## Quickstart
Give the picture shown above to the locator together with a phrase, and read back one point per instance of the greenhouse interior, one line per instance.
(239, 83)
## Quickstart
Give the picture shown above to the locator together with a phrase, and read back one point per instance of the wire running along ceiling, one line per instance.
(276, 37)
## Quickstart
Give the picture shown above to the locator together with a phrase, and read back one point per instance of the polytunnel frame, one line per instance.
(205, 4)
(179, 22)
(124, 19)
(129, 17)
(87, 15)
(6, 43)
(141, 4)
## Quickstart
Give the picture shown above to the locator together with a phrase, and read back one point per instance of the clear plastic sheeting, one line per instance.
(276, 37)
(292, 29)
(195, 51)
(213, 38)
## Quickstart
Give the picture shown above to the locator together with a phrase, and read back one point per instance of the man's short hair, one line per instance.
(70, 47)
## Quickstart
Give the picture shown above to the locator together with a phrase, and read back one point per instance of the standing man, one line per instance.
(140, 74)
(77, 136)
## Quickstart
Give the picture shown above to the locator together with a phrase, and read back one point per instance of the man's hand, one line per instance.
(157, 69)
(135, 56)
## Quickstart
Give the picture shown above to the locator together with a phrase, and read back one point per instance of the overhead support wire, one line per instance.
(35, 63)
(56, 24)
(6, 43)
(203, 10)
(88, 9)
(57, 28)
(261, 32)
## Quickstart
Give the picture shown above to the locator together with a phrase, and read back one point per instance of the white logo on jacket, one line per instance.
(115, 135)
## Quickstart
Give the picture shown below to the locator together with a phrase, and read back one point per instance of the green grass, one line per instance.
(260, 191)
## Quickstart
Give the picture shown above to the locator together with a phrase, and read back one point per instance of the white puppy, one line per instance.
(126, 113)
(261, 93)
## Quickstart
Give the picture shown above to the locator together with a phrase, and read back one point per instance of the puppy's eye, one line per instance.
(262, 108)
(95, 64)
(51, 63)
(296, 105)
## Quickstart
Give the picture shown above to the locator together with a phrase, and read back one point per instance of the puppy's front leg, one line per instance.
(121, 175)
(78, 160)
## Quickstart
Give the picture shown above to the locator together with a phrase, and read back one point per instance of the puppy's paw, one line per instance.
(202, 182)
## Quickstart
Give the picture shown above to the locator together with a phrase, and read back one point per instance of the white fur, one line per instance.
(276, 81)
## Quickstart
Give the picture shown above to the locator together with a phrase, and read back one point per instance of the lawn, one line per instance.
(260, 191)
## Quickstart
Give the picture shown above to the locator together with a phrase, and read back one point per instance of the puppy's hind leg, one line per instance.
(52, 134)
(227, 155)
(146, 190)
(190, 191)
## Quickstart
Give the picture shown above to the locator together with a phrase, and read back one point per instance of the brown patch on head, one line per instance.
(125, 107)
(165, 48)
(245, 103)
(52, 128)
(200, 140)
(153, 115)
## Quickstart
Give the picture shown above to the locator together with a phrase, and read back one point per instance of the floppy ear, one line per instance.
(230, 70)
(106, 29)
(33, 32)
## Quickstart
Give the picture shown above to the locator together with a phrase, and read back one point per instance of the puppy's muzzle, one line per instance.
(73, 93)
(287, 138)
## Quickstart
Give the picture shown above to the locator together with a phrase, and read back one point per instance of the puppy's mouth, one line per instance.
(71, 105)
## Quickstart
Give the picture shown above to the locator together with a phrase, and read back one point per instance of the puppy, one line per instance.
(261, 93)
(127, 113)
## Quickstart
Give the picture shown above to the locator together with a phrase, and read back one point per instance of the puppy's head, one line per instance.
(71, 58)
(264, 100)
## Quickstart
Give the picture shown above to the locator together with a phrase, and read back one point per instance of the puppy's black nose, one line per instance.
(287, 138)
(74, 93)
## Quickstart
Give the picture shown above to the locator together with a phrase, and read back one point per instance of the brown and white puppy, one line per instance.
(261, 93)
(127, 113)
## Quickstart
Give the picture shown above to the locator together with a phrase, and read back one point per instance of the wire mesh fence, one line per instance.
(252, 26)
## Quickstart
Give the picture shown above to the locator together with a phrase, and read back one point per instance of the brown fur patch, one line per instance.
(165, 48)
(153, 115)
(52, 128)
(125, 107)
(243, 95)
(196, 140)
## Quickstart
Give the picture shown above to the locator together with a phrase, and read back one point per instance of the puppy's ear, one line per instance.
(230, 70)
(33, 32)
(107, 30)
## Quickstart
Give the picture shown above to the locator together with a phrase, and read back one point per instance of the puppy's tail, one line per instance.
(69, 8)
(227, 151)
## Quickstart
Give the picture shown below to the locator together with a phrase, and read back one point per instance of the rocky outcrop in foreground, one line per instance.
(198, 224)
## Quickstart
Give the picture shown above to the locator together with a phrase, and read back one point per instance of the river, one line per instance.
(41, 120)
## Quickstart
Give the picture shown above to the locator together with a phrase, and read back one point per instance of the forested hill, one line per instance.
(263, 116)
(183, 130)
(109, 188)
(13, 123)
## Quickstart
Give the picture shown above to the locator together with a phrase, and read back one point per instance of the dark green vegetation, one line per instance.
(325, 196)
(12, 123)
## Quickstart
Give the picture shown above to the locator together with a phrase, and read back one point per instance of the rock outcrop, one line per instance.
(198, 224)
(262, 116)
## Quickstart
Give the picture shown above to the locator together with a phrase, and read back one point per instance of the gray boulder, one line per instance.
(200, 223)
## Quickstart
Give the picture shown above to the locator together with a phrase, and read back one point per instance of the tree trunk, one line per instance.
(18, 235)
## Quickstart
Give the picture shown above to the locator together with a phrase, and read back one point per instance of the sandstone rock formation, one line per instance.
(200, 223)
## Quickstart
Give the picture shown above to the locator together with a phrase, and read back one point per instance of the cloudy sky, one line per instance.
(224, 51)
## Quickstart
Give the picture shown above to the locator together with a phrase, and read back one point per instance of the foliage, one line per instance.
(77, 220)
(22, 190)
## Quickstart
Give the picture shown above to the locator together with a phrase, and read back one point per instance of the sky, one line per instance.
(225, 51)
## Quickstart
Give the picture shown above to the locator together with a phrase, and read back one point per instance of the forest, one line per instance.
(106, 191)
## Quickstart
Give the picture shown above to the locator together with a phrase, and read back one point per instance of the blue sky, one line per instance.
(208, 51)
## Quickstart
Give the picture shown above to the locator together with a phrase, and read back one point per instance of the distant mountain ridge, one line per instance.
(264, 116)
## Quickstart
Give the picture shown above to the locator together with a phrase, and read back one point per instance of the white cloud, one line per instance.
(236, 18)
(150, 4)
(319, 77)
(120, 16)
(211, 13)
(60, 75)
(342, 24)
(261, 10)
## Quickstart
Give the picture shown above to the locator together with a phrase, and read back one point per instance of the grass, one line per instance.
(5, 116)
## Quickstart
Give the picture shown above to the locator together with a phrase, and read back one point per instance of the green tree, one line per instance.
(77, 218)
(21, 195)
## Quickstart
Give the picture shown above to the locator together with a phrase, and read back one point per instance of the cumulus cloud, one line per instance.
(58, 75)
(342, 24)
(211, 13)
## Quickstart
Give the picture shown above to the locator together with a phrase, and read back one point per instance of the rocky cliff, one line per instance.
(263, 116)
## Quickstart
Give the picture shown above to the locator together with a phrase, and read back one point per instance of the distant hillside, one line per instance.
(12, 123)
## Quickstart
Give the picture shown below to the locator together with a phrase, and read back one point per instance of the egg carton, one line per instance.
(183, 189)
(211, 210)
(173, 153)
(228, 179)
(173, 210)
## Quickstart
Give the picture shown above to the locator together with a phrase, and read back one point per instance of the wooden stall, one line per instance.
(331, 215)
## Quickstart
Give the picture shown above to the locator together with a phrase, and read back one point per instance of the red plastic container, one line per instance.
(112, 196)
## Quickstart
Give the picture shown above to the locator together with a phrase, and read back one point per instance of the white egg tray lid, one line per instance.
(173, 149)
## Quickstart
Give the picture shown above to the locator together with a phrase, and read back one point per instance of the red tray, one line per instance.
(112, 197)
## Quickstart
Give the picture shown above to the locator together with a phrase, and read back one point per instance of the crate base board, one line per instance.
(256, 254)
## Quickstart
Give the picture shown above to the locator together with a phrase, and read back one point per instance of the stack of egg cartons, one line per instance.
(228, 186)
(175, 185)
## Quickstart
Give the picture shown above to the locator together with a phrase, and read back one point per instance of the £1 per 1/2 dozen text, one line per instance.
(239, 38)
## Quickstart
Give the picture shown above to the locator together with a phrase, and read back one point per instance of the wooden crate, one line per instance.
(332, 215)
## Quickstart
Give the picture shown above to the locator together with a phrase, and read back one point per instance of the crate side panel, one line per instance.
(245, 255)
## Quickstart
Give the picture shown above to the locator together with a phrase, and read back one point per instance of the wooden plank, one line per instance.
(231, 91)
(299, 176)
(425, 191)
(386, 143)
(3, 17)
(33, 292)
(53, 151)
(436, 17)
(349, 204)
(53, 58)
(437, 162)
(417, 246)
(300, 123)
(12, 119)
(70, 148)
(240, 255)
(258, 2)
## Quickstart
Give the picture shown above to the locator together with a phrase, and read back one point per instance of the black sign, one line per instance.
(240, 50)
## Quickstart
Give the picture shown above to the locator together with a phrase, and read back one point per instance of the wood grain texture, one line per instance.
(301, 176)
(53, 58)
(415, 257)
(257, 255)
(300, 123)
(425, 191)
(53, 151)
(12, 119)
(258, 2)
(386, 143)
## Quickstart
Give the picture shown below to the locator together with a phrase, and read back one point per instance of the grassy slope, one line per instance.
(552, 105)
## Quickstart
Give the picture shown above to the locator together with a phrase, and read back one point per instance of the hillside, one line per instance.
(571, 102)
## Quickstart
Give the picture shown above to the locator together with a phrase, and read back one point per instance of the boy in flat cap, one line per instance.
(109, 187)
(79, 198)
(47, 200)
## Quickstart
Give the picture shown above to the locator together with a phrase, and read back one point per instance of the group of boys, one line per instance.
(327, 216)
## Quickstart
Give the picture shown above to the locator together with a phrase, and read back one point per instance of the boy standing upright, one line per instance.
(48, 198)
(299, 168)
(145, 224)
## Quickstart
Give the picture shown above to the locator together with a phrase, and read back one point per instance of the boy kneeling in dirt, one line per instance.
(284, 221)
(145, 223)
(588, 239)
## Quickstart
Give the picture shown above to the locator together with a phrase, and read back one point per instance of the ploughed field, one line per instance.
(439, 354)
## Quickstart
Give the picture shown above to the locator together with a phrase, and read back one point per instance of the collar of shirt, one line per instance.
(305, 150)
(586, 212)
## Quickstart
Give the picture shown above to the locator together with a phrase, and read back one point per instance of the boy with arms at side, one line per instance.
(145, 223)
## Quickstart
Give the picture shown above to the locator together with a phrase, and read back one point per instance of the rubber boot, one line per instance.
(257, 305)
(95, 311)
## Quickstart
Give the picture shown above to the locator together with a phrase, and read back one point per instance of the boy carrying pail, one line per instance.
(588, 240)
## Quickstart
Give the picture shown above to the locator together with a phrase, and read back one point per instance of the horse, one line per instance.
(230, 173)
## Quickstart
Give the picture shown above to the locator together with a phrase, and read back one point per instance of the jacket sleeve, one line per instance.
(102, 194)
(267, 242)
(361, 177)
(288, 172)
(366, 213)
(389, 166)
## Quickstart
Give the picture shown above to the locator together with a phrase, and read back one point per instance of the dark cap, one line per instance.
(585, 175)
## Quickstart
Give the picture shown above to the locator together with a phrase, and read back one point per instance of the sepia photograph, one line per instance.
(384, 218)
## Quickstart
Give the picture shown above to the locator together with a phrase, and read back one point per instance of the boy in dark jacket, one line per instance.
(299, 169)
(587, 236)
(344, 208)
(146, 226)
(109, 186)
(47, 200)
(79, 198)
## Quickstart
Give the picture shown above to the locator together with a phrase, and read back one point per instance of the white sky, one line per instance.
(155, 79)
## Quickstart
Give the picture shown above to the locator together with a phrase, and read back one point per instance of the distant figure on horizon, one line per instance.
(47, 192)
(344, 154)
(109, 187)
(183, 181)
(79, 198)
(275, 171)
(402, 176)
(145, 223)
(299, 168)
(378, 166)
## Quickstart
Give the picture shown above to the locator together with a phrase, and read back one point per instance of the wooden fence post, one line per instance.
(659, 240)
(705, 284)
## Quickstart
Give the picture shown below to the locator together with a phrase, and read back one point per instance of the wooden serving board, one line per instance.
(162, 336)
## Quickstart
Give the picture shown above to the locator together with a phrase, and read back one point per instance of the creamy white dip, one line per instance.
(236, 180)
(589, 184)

* **Directions for this task**
Identify every line in the records that contains the word "board" and copy each such line in full.

* **Answer in full**
Give the picture shown above to the locator together with a phrase, and read back one point per instance of the crate base board, one line per instance.
Give the picture shown below to the locator together with a phrase, and read back one point per instance of the wooden serving board, one line per instance.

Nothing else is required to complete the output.